In the copy of the lines below, leave out pictures and print everything else exactly.
### DATA SUPPLIED
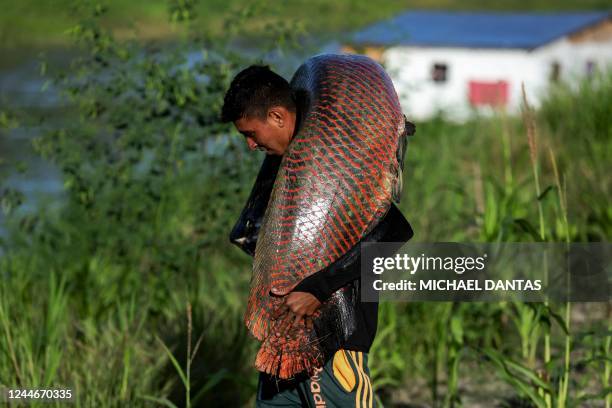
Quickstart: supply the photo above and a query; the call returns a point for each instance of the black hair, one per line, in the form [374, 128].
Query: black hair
[253, 92]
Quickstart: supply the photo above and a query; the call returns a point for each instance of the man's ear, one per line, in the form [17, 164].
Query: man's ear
[276, 115]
######
- **TASK SOLUTION**:
Quickstart: supply the photo above and a query; the call returns a point for each instance of the black hair, one per line, in the form [374, 128].
Query: black hair
[253, 92]
Quickstart: supply the photo above and a query; the call returns a point for each instance of the man's ear, one per line, in the form [17, 164].
Query: man's ear
[276, 115]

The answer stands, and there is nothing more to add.